Set task. In the listing below, set out the part that opens with the line containing "Return one point per instance of the blue jeans" and runs through the final line as a Markdown table with the columns "Row" and "Line," numbering each row and omitting blank lines.
.....
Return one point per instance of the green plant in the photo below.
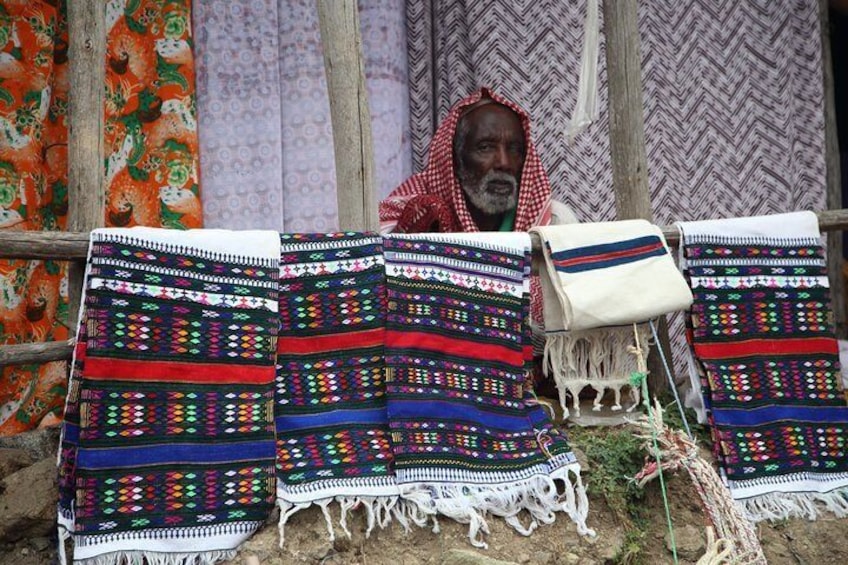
(616, 455)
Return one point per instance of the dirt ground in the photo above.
(823, 542)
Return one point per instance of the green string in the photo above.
(640, 379)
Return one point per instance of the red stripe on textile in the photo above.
(793, 346)
(156, 371)
(611, 255)
(455, 347)
(333, 342)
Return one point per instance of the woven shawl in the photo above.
(767, 361)
(596, 277)
(167, 450)
(330, 402)
(468, 438)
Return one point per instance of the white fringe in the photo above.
(596, 358)
(379, 511)
(471, 503)
(783, 505)
(157, 558)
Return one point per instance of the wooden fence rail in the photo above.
(73, 246)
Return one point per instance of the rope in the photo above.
(737, 540)
(640, 378)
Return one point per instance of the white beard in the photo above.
(487, 202)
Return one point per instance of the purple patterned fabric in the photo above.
(266, 144)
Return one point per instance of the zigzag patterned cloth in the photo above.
(763, 341)
(332, 429)
(167, 453)
(468, 437)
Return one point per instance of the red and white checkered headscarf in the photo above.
(439, 183)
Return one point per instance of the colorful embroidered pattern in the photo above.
(464, 430)
(168, 444)
(330, 403)
(760, 328)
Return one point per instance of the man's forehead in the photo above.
(492, 115)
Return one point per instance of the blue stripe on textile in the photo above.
(772, 414)
(435, 410)
(70, 433)
(604, 249)
(192, 453)
(334, 418)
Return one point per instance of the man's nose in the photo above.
(504, 160)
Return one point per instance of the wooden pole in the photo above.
(834, 174)
(627, 127)
(86, 196)
(354, 152)
(627, 138)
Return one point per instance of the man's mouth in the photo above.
(500, 187)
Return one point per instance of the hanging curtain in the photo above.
(732, 94)
(150, 132)
(33, 196)
(151, 166)
(266, 143)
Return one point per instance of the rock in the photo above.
(610, 545)
(40, 543)
(690, 542)
(467, 557)
(28, 501)
(13, 459)
(39, 444)
(542, 558)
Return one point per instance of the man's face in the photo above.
(490, 158)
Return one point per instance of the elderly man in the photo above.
(483, 174)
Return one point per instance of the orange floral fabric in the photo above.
(33, 196)
(151, 124)
(151, 166)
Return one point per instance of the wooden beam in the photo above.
(87, 66)
(627, 140)
(36, 353)
(63, 246)
(351, 118)
(627, 127)
(834, 174)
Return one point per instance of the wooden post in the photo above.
(354, 152)
(627, 138)
(86, 196)
(834, 174)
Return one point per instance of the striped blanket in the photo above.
(332, 429)
(767, 362)
(216, 372)
(468, 438)
(597, 280)
(167, 450)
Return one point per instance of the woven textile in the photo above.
(168, 443)
(468, 438)
(768, 365)
(598, 276)
(330, 404)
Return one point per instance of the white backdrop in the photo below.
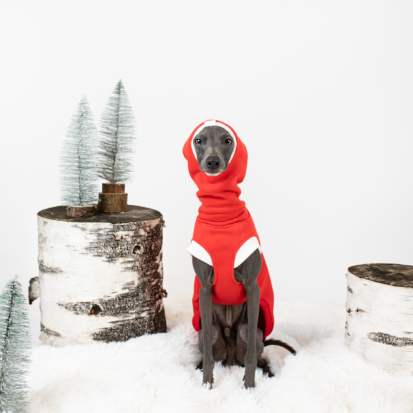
(321, 92)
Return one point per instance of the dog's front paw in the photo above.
(249, 382)
(208, 380)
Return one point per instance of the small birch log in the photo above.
(100, 277)
(379, 325)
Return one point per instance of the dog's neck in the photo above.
(220, 201)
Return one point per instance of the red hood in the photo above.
(219, 194)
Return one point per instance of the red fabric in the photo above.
(222, 226)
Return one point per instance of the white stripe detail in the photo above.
(247, 248)
(214, 123)
(199, 252)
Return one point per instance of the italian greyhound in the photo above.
(229, 333)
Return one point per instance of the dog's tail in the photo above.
(272, 342)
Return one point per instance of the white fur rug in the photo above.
(157, 373)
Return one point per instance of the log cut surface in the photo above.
(134, 214)
(101, 277)
(379, 325)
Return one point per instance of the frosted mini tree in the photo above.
(117, 134)
(15, 345)
(78, 160)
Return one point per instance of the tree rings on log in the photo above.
(81, 211)
(379, 319)
(100, 277)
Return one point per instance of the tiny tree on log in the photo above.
(78, 160)
(15, 347)
(117, 134)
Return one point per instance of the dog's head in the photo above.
(214, 147)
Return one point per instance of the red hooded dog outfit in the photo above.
(224, 234)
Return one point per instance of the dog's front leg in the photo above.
(205, 273)
(247, 273)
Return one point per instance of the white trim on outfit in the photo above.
(246, 249)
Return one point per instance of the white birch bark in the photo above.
(379, 325)
(99, 281)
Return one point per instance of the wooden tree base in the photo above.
(112, 203)
(113, 198)
(82, 211)
(379, 325)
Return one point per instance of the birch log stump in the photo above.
(100, 277)
(379, 324)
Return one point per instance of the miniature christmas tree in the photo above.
(15, 345)
(117, 134)
(78, 161)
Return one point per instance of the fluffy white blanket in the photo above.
(157, 373)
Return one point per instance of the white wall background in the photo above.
(321, 92)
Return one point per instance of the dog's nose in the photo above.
(213, 162)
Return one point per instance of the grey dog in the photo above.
(226, 335)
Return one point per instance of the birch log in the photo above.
(100, 277)
(379, 324)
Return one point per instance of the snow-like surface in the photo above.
(157, 373)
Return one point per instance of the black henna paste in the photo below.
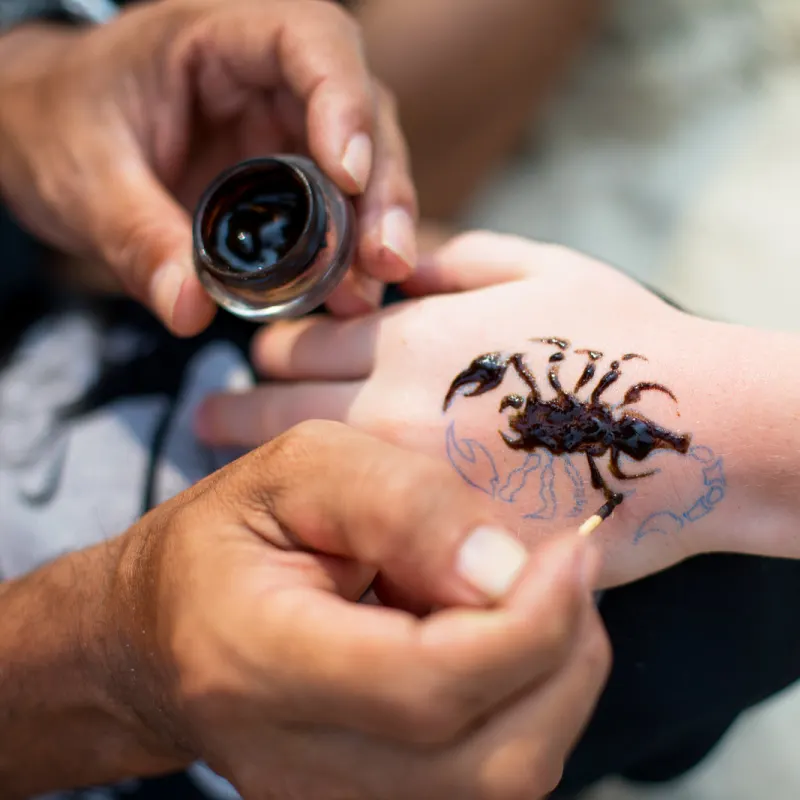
(566, 424)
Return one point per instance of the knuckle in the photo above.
(554, 634)
(302, 440)
(443, 707)
(518, 770)
(434, 721)
(387, 99)
(598, 653)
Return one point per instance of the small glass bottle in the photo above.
(273, 237)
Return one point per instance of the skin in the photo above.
(738, 394)
(189, 637)
(463, 121)
(108, 135)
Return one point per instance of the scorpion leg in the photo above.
(553, 380)
(486, 372)
(514, 444)
(634, 394)
(610, 377)
(615, 469)
(511, 401)
(525, 375)
(613, 499)
(589, 370)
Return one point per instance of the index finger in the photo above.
(383, 672)
(313, 47)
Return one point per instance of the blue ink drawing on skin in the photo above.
(578, 487)
(473, 462)
(714, 486)
(518, 477)
(547, 494)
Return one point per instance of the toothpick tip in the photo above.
(590, 525)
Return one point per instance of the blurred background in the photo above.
(673, 151)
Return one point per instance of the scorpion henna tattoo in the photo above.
(566, 424)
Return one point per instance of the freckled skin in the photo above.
(567, 424)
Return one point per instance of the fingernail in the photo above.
(589, 563)
(357, 159)
(165, 286)
(399, 235)
(370, 290)
(490, 560)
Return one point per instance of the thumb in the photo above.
(346, 494)
(145, 237)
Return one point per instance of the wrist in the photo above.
(64, 721)
(752, 420)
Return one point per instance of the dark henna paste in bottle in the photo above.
(273, 237)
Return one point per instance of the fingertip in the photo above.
(356, 162)
(388, 250)
(356, 295)
(180, 301)
(193, 311)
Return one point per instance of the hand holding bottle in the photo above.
(109, 135)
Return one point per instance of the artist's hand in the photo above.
(245, 646)
(109, 135)
(389, 374)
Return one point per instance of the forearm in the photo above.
(752, 407)
(60, 724)
(469, 76)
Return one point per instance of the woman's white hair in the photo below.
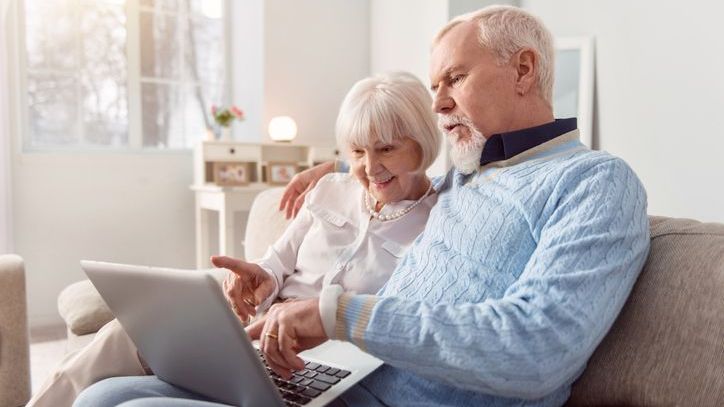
(388, 107)
(506, 30)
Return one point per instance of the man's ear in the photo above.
(526, 65)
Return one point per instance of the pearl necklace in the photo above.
(396, 214)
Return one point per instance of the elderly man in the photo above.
(526, 260)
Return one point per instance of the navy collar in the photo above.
(506, 145)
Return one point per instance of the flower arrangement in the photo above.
(223, 116)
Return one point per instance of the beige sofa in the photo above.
(667, 346)
(14, 348)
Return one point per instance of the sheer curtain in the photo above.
(6, 245)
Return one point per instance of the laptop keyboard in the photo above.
(306, 384)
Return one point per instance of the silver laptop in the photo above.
(186, 332)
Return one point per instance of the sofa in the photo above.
(14, 345)
(667, 346)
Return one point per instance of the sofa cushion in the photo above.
(82, 308)
(265, 223)
(667, 345)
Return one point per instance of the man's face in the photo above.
(469, 84)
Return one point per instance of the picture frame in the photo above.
(228, 173)
(280, 172)
(573, 88)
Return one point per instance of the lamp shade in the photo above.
(282, 128)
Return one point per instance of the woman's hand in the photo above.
(300, 185)
(287, 329)
(245, 287)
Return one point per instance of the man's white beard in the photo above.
(465, 154)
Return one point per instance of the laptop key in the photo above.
(311, 392)
(327, 378)
(342, 374)
(321, 386)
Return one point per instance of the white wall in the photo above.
(314, 51)
(117, 207)
(400, 35)
(660, 93)
(137, 207)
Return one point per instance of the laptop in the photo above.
(188, 335)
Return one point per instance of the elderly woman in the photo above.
(351, 231)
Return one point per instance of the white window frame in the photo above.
(134, 81)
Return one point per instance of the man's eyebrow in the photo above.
(446, 75)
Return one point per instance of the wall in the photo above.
(288, 57)
(314, 50)
(401, 32)
(400, 35)
(659, 93)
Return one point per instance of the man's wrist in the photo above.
(328, 307)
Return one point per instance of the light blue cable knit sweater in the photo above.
(520, 272)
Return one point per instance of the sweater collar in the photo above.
(503, 146)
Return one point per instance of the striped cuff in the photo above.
(353, 316)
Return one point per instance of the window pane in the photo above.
(52, 110)
(160, 46)
(161, 108)
(207, 8)
(50, 35)
(205, 53)
(194, 116)
(166, 5)
(104, 75)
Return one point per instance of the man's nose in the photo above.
(442, 103)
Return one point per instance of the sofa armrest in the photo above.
(14, 343)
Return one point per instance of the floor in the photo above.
(47, 347)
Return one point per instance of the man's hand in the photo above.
(298, 187)
(245, 287)
(287, 329)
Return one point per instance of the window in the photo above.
(104, 74)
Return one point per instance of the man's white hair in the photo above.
(388, 107)
(505, 30)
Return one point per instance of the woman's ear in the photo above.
(526, 65)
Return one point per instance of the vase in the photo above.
(225, 133)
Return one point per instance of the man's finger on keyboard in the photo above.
(287, 344)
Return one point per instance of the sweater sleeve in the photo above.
(592, 244)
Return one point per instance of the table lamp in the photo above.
(282, 128)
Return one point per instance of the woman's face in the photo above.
(389, 171)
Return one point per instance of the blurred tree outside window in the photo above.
(104, 74)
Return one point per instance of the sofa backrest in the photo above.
(667, 346)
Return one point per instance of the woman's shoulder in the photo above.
(333, 187)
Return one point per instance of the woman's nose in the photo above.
(371, 164)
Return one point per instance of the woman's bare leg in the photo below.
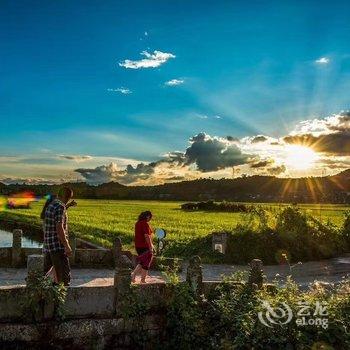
(144, 274)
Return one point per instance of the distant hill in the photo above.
(328, 189)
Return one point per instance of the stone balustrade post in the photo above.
(117, 250)
(219, 242)
(16, 247)
(256, 274)
(122, 285)
(122, 275)
(35, 268)
(194, 275)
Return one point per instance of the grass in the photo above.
(188, 233)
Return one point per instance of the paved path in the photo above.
(332, 270)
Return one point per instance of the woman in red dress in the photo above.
(143, 246)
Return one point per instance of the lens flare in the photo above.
(300, 157)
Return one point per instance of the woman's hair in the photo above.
(144, 215)
(49, 200)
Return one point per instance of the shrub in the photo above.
(289, 231)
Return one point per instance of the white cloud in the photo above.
(77, 158)
(174, 82)
(323, 60)
(122, 90)
(152, 60)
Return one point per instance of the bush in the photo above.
(266, 235)
(229, 318)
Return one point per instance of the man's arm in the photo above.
(63, 238)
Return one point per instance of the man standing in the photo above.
(56, 245)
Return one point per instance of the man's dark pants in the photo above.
(60, 261)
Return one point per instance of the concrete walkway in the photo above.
(332, 271)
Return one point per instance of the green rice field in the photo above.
(99, 221)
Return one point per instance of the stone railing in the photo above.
(84, 255)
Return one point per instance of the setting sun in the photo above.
(300, 157)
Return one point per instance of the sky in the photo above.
(146, 92)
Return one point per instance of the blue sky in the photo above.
(244, 70)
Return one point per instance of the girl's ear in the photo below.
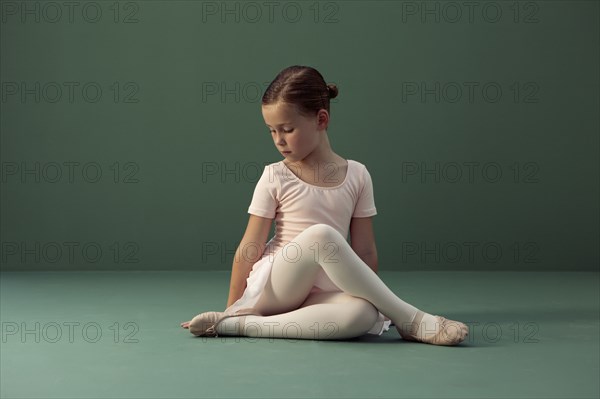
(323, 118)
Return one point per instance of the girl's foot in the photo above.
(445, 332)
(205, 324)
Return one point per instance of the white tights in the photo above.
(290, 312)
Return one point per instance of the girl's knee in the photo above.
(362, 316)
(322, 233)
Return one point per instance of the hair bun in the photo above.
(333, 90)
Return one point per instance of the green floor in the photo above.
(533, 335)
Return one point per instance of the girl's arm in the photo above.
(249, 251)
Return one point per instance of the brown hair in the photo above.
(303, 87)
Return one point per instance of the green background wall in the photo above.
(180, 87)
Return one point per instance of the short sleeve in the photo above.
(365, 206)
(264, 200)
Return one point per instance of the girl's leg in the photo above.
(323, 316)
(321, 246)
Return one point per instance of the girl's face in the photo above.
(291, 131)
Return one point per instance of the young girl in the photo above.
(308, 282)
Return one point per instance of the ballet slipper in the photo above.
(450, 333)
(205, 324)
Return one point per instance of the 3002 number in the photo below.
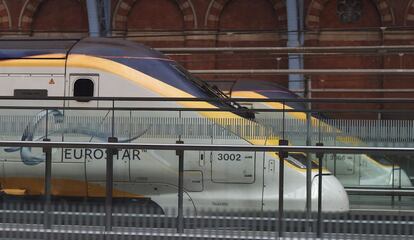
(229, 157)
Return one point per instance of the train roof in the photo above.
(61, 48)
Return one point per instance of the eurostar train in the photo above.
(99, 67)
(353, 170)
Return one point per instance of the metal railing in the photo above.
(256, 223)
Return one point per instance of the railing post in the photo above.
(48, 184)
(282, 156)
(180, 217)
(319, 155)
(110, 152)
(309, 131)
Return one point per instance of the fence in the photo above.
(57, 220)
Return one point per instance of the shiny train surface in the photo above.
(353, 170)
(98, 67)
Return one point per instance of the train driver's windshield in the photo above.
(214, 92)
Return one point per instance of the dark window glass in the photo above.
(83, 88)
(299, 160)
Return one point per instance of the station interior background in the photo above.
(233, 23)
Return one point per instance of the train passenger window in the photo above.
(83, 88)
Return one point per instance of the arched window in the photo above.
(83, 88)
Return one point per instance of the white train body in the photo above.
(213, 180)
(353, 170)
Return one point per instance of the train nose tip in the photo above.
(334, 196)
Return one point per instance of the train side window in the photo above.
(83, 88)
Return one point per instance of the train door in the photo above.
(270, 183)
(234, 179)
(92, 125)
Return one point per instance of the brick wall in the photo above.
(209, 23)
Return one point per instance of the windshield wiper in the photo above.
(214, 91)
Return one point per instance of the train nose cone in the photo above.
(334, 196)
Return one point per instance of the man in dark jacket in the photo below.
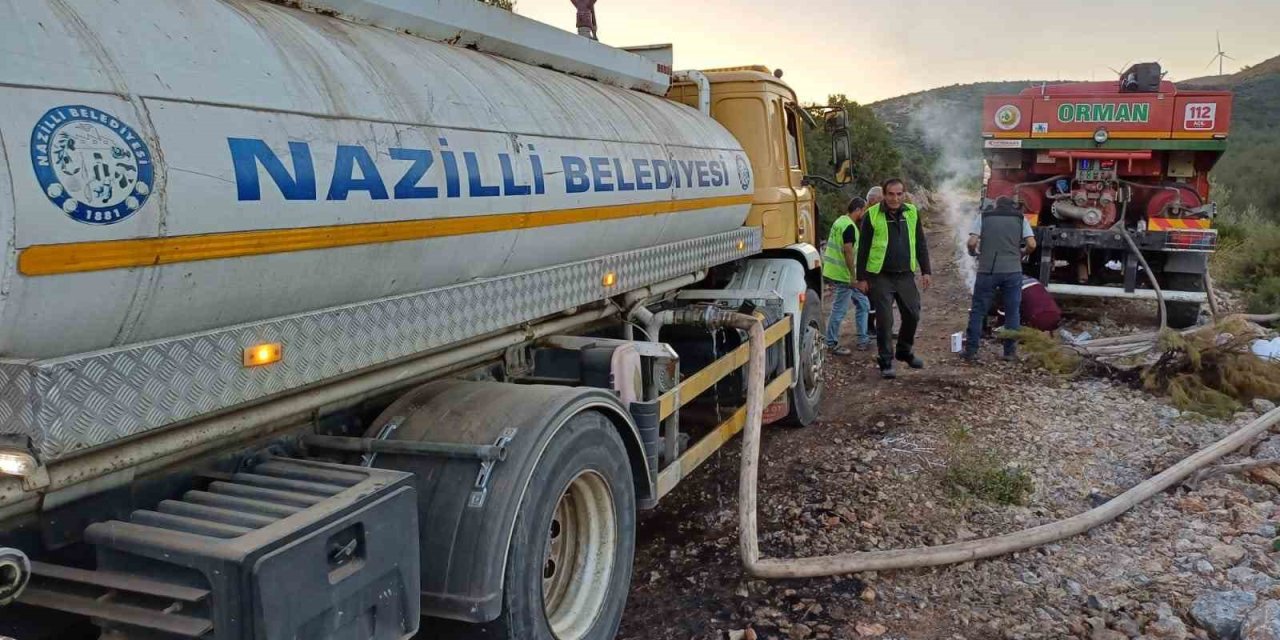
(891, 250)
(1000, 238)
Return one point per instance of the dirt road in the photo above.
(887, 467)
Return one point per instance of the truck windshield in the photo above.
(792, 137)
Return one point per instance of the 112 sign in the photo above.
(1200, 115)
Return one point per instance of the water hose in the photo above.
(946, 553)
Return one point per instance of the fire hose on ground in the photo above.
(926, 556)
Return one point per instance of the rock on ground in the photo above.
(1223, 612)
(1262, 622)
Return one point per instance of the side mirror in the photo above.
(836, 122)
(841, 156)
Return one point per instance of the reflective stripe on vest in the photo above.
(833, 266)
(880, 241)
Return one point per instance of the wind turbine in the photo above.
(1221, 55)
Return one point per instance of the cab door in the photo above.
(801, 193)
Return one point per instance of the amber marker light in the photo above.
(265, 353)
(16, 462)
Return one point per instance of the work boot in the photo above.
(912, 361)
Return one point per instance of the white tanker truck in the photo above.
(357, 318)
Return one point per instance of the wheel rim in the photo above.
(812, 370)
(579, 561)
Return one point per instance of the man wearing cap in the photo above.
(839, 268)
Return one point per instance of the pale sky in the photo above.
(876, 50)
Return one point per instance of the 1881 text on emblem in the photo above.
(91, 164)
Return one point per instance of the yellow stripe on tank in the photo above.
(97, 256)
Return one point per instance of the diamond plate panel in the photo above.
(88, 400)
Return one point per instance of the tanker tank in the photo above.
(172, 168)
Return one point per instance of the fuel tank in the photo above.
(177, 167)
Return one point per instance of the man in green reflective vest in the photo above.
(839, 268)
(891, 250)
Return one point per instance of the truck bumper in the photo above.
(1168, 252)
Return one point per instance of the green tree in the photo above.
(873, 152)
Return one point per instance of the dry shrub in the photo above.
(1045, 351)
(1212, 370)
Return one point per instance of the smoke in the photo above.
(958, 170)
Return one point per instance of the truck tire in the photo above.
(568, 566)
(805, 396)
(1183, 314)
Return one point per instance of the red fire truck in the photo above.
(1114, 178)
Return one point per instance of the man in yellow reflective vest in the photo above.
(891, 250)
(839, 268)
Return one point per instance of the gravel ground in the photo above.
(872, 475)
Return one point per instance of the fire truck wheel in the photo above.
(1183, 314)
(568, 567)
(805, 396)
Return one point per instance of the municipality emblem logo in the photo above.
(1008, 117)
(91, 164)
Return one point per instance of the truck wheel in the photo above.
(1183, 314)
(805, 396)
(568, 567)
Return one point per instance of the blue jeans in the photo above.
(840, 306)
(983, 295)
.....
Task solution.
| Row | Line |
|---|---|
| 1 | Return one point per instance of the blue jeans in the photo above. |
| 2 | (840, 306) |
| 3 | (983, 295) |